A verbatim copy of every entry is required.

── DATA IN THIS EXERCISE

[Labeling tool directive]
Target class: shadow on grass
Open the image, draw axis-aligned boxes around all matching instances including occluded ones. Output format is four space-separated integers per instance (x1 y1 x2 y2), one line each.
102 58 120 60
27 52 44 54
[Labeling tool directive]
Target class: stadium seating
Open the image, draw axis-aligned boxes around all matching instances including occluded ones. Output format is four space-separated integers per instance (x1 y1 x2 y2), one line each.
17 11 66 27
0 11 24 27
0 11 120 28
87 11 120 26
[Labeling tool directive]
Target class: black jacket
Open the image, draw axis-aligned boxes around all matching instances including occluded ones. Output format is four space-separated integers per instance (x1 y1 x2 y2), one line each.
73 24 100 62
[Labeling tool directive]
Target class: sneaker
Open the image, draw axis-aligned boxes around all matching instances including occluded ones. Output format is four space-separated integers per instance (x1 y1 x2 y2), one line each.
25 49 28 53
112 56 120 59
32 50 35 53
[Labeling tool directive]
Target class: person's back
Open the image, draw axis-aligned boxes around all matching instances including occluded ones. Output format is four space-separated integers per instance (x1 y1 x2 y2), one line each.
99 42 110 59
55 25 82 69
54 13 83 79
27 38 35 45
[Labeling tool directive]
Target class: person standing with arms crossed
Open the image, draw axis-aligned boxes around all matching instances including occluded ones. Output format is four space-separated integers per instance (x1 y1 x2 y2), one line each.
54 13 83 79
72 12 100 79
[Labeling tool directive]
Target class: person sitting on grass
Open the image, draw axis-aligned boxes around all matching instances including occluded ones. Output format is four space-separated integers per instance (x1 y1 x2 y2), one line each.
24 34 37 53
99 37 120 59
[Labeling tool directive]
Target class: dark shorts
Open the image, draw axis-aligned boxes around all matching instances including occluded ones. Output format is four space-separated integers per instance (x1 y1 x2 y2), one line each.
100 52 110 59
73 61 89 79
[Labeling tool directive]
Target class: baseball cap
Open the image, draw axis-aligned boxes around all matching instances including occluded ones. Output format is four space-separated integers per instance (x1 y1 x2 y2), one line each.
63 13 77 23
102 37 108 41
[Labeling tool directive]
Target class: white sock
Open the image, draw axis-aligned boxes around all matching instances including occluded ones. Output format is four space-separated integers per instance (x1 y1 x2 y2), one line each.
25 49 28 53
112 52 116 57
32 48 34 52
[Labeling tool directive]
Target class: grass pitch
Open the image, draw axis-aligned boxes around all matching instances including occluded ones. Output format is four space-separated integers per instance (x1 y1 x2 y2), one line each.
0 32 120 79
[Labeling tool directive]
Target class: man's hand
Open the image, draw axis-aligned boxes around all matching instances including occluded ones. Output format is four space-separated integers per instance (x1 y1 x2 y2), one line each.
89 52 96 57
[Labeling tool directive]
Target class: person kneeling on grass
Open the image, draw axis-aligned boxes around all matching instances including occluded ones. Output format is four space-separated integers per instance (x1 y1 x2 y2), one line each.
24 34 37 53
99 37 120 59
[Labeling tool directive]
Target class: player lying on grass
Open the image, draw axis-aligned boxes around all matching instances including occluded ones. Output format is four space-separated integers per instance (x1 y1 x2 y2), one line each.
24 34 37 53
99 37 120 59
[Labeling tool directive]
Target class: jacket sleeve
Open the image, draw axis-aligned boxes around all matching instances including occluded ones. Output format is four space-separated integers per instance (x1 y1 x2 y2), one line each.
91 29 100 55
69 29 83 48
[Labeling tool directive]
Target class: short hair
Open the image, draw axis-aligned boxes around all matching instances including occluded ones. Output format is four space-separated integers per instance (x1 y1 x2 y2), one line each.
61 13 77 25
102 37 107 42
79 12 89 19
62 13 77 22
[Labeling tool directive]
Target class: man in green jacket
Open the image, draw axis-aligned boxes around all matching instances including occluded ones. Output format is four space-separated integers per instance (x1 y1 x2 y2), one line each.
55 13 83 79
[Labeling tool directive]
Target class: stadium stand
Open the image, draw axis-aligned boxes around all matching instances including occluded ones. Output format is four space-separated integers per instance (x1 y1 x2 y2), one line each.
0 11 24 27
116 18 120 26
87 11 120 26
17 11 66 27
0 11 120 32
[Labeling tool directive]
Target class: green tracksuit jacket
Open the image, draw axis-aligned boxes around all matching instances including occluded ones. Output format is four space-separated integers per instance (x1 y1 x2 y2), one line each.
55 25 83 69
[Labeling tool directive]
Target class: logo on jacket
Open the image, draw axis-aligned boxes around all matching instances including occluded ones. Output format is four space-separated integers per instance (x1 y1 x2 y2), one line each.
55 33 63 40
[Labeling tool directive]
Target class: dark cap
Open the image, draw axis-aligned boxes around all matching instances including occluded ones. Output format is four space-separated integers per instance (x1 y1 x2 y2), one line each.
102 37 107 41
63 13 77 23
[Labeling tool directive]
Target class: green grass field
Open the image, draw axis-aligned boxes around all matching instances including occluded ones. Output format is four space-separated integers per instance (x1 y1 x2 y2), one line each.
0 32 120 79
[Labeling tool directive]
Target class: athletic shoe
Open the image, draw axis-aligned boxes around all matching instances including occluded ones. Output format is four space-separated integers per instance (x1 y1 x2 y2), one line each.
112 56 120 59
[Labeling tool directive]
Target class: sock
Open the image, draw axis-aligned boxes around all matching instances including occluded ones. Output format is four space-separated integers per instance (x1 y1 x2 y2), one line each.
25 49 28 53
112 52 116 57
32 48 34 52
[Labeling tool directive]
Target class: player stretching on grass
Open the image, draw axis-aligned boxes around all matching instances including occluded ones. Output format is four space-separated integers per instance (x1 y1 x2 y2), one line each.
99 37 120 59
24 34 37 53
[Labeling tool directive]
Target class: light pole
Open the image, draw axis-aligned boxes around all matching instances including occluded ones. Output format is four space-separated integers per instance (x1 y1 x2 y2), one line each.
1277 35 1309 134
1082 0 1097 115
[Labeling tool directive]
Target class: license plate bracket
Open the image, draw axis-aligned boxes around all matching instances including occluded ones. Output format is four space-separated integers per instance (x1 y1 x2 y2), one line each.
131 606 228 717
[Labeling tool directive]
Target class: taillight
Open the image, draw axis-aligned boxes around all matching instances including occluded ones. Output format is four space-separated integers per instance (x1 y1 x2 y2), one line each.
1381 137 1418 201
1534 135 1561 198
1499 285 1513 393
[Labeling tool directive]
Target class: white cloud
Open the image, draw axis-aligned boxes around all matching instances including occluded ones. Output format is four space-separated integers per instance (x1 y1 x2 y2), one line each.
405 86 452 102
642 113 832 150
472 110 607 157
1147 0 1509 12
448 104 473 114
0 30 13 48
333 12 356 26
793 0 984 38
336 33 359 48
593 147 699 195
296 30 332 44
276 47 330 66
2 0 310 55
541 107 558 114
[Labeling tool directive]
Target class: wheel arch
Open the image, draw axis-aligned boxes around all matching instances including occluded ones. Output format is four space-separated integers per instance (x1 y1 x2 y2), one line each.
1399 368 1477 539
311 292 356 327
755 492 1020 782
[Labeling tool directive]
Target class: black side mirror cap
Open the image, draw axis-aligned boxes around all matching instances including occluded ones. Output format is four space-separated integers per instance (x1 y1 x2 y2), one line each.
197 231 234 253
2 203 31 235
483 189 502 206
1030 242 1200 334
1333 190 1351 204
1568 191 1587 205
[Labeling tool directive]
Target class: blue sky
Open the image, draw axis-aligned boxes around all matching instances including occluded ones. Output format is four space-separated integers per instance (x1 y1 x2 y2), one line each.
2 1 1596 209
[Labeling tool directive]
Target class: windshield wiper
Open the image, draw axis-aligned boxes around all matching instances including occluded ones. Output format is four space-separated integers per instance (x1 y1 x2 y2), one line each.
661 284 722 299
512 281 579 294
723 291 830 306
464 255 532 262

────

◆ **ANSWER SPACE**
[Labeling tool directive]
Target class: shadow on grass
Open the image, draw axis-aligned boxes around all matching instances including occluded ones. Output format is four space-separated integers per instance (x1 y1 x2 y2), one line each.
102 58 120 60
27 52 44 54
[Labeling tool directive]
Target class: stadium seating
Open the image, draw axis-aligned boxes around all matching instances including occluded ones. Output format is four space-separated integers per instance (x1 y1 x2 y2), one line each.
17 11 66 27
0 11 24 27
0 11 120 28
87 11 120 26
[Labeling tool directive]
Target class: black jacket
Open the image, draw axis-aligned boxes around all matching instances including occluded ones. Output format is four space-separated integers per instance (x1 y1 x2 y2), one line each.
73 24 100 62
[Labeling tool directive]
Target class: sneaker
Open the image, draw axis-aligned boxes around all matching instances including occluded ones. Output format is four space-separated integers per instance (x1 y1 x2 y2), one line each.
25 49 28 53
112 56 120 59
32 50 35 53
[Labeling tool directive]
Target class: person's back
Open the image, draw axis-aligned boxes around all matching instances including occluded ones. Output format is four space-separated integers per instance (x1 y1 x2 y2), one line each.
99 42 110 59
55 25 82 69
54 13 83 79
27 38 35 45
[Labeling tool directive]
Target class: person standing with arms crossed
Open the image, draw axis-aligned boxes around all matching instances including occluded ones. Output format is four space-separated integers per instance (x1 y1 x2 y2), one line each.
54 13 83 79
72 12 100 79
[Labeling tool directive]
Target class: person sitting on grass
Open the image, draw axis-aligned boxes around all matching instances including occluded ones. Output format is four space-separated integers per instance (x1 y1 x2 y2), one line each.
24 34 37 53
99 37 120 59
[Labeling tool directive]
Target class: dark shorts
Open the image, draw axis-aligned boxes around all matching instances including occluded ones. Output format is four space-separated integers per instance (x1 y1 x2 y2), one line each.
100 52 110 59
73 61 89 79
[Labeling tool directive]
Target class: baseball cap
Open the image, draw axis-aligned boxes around all matching instances including occluded ones. Output format is four space-separated integers per instance (x1 y1 x2 y2), one line each.
63 13 77 23
102 37 108 41
[Labeling tool directive]
Target class: white sock
Open the image, draw axis-aligned boxes around all matching instances including occluded ones. Output format is four space-separated integers per instance (x1 y1 x2 y2), one line each.
25 49 28 53
112 52 116 57
32 48 34 52
[Labeling tool directive]
Target class: grass pitch
Open the image, draw axis-aligned boxes around all matching instances including occluded ones. Output format is four space-separated integers per instance (x1 y1 x2 y2), one line each.
0 32 120 79
[Labeling tool directive]
Target class: man's hand
Open the image, draw axis-aligned boxes around all matching instances including occluded ones. Output format is four space-separated integers per instance (x1 y1 x2 y2), one line each.
89 52 96 57
[Labeling tool directive]
Target class: person kneeling on grass
Open the image, draw axis-aligned boxes around all matching instances including occluded ones. Output format is four space-separated integers per instance (x1 y1 x2 y2), one line each.
24 34 37 53
99 37 120 59
[Labeling tool directive]
Target class: player lying on grass
Open the image, draw axis-aligned boxes around all matching instances including occluded ones. Output format is four space-separated integers per instance (x1 y1 x2 y2), one line each.
24 34 37 53
99 37 120 59
[Labeling tool directive]
Target class: jacket sleeve
Open the image, draw axis-aligned boxes around all matching instances including occluded ones. Output format is four space-separated integers per instance (x1 y1 x2 y2), one line each.
91 29 100 55
69 29 83 48
[Labeling tool directive]
Target class: short hair
Open the image, draw axis-aligned boxes around all matching instances including occluded ones. Output format is four space-separated integers per instance (x1 y1 x2 y2), one line each.
61 13 77 25
102 37 107 42
79 12 89 19
62 13 77 22
[Labeling tool directive]
Target class: man in green jacket
Open the image, draw axis-aligned boxes around all matching instances including occluded ones. Output format is four space-separated integers per instance (x1 y1 x2 y2), one line each.
55 13 83 79
[Labeling tool directive]
Target class: stadium stand
Open the image, draw axis-aligned boxes around all matching instances including occluded ones. Output format is four space-separated integers per instance (x1 y1 x2 y2), one line each.
0 11 24 27
116 18 120 26
87 11 120 26
17 11 66 27
0 11 120 32
[Labeling tool directive]
Target class: green tracksuit jacket
Open the image, draw axis-aligned boxes around all matching instances including occluded ones. Output format is four space-separated integers per instance (x1 y1 x2 y2), one line each.
55 25 83 69
[Labeling tool directive]
Target class: logo on jacket
Open the image, draw axis-aligned boxes around all matching instances including occluded ones. Output format is four space-separated integers per instance (x1 y1 x2 y2), one line each.
55 33 63 40
[Labeling tool directive]
Target class: dark cap
Open the image, draw axis-aligned boxes around all matching instances including occluded ones. Output format is four space-separated integers per instance (x1 y1 x2 y2), one line each.
102 37 107 41
63 13 77 23
[Labeling tool directive]
Target class: green grass field
Open the image, draw axis-aligned boxes around all matching instances including occluded ones. Output format is four space-separated integers per instance (x1 y1 x2 y2), one line each.
0 32 120 79
[Labeling tool directive]
Target class: athletic shoe
Open the image, draw axis-aligned boxes around all matching instances including occluded ones. Output format is four space-separated integers per instance (x1 y1 x2 y2), one line each.
112 56 120 59
[Labeling tool directive]
Target class: sock
Open the image, draw axis-aligned boxes around all matching instances including occluded ones. Output format is four space-separated integers per instance (x1 y1 x2 y2), one line each.
25 49 28 53
112 52 116 57
32 48 34 52
[Labeling tool directive]
Target class: player stretching on grass
Open the image, draw axis-aligned boxes around all matching instances including occluded ones. Output format is four space-separated integers per instance (x1 y1 x2 y2), one line each.
99 37 120 59
24 34 37 53
[Labeling tool directive]
Target class: light pole
Open the image, draw axis-aligned boxes around all matching instances including occluded ones. Output format is four space-separated integers per instance (x1 y1 x2 y2), one line each.
1277 35 1309 134
1082 0 1097 115
[Labeling tool directive]
Target class: license plate bracket
Open the image, draw axis-aligned boxes around all matching instances including occluded ones. Output format is four space-separated integers per instance (x1 y1 x2 y2), one line each.
131 606 228 717
[Labeling tool directive]
Target class: taillight
Open the image, draw axis-aligned boxes around all matching instances including occluded ones. Output format is four space-separated integers per instance (x1 y1 x2 y2), one line each.
1381 137 1418 201
1534 135 1561 198
1499 285 1513 393
[Labeling tool directive]
Target class: white cloud
Open the image, draw axis-aligned boxes around all matching instances including occluded ones. Output format is four space-separated integers per instance (x1 y1 x2 y2), one line each.
405 86 452 102
642 113 832 150
472 110 607 157
1147 0 1509 12
448 104 473 114
0 30 13 48
333 12 356 26
793 0 984 38
336 33 359 48
593 147 699 195
296 30 332 44
276 47 330 66
2 0 310 55
541 107 558 114
[Labeling tool directive]
Target class: wheel arch
Open the image, draw axis-aligned boxes around all matching instances including occluded ones. Output format is four space-separated integers per instance (x1 y1 x2 y2), one line each.
1399 368 1477 539
311 292 356 327
755 492 1020 782
[Labeling tool directive]
Target class: black side mirror cap
Open the image, draw axis-aligned boxes around all matching instances including occluded ones. Output format is four space-separated integers per instance (x1 y1 x2 y2), one line each.
197 231 234 253
2 203 31 235
483 189 502 206
1030 242 1200 334
1333 190 1351 204
1568 191 1587 205
[Labeling tool directive]
Target class: blue sky
Open the image, draw axis-aligned boxes around all matching instances including occluded ones. Output format is four space-separated integers per instance (x1 y1 x2 y2), one line each.
2 1 1596 209
[Labeling tool directive]
Target class: windshield wiper
Open the image, draw axis-aligned boxes around all matching instances including occluded ones. Output format is four space-separated integers per instance (x1 y1 x2 y2), one line each.
661 284 722 299
512 281 579 294
723 291 830 306
464 255 532 262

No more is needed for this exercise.